▸ **Instructions for the task**
Every line between the top of the data below and the line with "Where might I find the rear-mounted", both ends included, must be retyped exactly.

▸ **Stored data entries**

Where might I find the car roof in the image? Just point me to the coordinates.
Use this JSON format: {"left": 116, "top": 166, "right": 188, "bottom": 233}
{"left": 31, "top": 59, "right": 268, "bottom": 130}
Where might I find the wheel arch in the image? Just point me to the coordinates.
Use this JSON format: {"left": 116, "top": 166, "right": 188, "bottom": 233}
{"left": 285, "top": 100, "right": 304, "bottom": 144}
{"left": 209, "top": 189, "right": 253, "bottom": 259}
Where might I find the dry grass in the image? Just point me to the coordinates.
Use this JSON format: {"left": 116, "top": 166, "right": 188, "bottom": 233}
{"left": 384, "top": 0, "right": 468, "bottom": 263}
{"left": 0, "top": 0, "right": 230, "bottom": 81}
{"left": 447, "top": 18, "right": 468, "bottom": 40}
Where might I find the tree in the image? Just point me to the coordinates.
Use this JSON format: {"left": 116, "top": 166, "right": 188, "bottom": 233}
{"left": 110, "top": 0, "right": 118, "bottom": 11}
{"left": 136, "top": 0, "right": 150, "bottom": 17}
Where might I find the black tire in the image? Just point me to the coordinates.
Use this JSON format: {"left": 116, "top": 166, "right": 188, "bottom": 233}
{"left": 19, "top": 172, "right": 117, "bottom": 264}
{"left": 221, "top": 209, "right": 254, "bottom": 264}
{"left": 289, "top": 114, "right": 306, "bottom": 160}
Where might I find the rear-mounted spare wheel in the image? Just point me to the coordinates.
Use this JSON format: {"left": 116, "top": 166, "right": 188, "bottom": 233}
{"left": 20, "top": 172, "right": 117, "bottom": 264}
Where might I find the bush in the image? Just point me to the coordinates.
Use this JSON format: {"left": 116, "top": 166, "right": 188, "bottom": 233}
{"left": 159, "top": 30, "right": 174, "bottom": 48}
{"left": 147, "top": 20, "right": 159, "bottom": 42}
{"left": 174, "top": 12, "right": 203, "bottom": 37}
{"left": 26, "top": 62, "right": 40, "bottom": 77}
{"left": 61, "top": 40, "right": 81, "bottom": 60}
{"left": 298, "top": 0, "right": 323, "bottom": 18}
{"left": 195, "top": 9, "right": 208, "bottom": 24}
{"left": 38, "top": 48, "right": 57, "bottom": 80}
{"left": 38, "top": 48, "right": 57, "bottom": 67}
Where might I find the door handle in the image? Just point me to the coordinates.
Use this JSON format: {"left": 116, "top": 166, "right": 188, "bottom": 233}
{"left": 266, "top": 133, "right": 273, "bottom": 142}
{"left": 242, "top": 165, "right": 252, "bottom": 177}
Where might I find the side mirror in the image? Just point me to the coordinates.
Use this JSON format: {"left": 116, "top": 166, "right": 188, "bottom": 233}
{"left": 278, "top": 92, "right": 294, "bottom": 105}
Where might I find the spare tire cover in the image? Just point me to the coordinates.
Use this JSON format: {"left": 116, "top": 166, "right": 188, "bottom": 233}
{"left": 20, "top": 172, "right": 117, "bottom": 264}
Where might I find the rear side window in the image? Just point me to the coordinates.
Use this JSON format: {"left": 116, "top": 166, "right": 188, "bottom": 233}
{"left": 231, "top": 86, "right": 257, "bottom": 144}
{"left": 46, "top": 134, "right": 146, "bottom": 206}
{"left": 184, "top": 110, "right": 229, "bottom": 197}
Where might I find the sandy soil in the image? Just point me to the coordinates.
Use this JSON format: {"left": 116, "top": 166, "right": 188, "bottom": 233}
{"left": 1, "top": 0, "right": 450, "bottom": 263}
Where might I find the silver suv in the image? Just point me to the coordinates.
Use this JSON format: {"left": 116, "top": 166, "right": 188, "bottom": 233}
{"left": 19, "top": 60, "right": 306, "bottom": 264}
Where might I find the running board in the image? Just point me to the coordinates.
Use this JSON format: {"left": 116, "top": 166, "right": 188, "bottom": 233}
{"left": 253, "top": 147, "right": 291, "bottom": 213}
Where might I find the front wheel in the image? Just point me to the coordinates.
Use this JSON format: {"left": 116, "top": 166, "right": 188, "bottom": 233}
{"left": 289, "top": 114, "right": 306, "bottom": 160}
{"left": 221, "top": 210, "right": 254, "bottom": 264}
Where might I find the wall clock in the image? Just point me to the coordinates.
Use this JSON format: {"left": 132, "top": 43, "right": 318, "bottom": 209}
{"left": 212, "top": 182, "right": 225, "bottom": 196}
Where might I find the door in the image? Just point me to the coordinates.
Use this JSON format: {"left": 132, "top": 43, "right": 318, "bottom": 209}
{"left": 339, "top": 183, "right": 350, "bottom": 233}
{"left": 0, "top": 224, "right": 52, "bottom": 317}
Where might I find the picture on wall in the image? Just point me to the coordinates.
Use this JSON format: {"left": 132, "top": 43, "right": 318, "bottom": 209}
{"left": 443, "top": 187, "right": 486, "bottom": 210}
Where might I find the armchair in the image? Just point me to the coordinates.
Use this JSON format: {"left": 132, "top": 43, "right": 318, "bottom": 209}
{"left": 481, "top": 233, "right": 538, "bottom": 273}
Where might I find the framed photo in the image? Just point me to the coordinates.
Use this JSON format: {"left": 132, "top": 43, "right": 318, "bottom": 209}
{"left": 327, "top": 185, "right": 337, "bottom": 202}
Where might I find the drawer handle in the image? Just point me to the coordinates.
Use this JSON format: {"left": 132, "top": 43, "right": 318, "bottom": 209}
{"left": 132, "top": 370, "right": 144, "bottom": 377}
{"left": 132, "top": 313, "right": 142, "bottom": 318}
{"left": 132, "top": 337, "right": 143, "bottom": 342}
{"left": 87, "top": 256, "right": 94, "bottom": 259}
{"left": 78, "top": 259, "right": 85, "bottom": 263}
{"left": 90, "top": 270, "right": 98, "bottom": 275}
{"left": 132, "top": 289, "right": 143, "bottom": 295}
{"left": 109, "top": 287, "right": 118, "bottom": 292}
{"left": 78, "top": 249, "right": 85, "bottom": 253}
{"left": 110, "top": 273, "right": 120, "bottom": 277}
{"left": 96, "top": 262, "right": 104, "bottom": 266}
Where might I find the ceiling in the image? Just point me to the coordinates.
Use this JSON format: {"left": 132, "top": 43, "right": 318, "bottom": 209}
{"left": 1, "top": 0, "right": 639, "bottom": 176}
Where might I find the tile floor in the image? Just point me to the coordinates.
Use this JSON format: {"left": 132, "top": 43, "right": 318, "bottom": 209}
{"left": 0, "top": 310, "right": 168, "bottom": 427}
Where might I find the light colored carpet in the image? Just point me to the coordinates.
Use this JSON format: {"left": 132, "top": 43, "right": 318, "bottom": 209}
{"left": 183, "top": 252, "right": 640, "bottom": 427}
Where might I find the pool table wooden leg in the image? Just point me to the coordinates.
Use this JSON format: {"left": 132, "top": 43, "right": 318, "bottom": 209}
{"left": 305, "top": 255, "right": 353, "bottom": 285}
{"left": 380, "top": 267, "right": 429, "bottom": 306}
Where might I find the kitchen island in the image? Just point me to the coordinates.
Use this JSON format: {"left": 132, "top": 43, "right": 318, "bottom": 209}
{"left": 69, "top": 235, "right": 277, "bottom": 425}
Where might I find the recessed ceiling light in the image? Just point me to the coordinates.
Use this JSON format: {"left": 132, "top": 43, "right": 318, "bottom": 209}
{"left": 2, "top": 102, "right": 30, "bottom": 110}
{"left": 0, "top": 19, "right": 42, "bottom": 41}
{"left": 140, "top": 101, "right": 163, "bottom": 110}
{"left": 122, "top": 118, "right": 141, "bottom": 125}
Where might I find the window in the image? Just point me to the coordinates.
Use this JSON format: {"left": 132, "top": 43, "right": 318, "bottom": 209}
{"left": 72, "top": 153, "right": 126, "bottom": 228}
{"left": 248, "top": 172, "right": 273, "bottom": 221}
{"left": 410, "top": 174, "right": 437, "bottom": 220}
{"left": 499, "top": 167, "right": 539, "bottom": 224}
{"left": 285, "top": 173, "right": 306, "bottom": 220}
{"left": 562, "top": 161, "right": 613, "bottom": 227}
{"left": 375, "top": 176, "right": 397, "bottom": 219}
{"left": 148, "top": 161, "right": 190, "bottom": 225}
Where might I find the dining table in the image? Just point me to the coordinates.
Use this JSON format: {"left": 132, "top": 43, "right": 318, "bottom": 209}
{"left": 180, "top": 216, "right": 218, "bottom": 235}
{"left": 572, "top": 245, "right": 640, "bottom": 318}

▸ **Response area**
Where might I find the car roof in the image? Just point me to the coordinates.
Use this JSON format: {"left": 116, "top": 166, "right": 188, "bottom": 233}
{"left": 31, "top": 59, "right": 268, "bottom": 130}
Where might I find the wheel arch in the image? Just point me to the coordinates.
Use this JSON format: {"left": 116, "top": 166, "right": 188, "bottom": 233}
{"left": 285, "top": 100, "right": 304, "bottom": 144}
{"left": 209, "top": 189, "right": 253, "bottom": 259}
Where might I find the dry grass in the image? Just point me to the coordinates.
Use this JSON format: {"left": 116, "top": 166, "right": 188, "bottom": 233}
{"left": 384, "top": 0, "right": 468, "bottom": 263}
{"left": 0, "top": 0, "right": 230, "bottom": 81}
{"left": 447, "top": 18, "right": 468, "bottom": 40}
Where might I find the tree in the image? Just point me to the coordinates.
Use this JSON format: {"left": 116, "top": 166, "right": 188, "bottom": 233}
{"left": 110, "top": 0, "right": 118, "bottom": 11}
{"left": 136, "top": 0, "right": 150, "bottom": 17}
Where might I find the black tire in the image? Just point me to the coordinates.
Use this JSON format: {"left": 116, "top": 166, "right": 188, "bottom": 233}
{"left": 19, "top": 172, "right": 117, "bottom": 264}
{"left": 221, "top": 209, "right": 254, "bottom": 264}
{"left": 289, "top": 114, "right": 306, "bottom": 160}
Where might I find the rear-mounted spare wheel in the image? Just point me to the coordinates.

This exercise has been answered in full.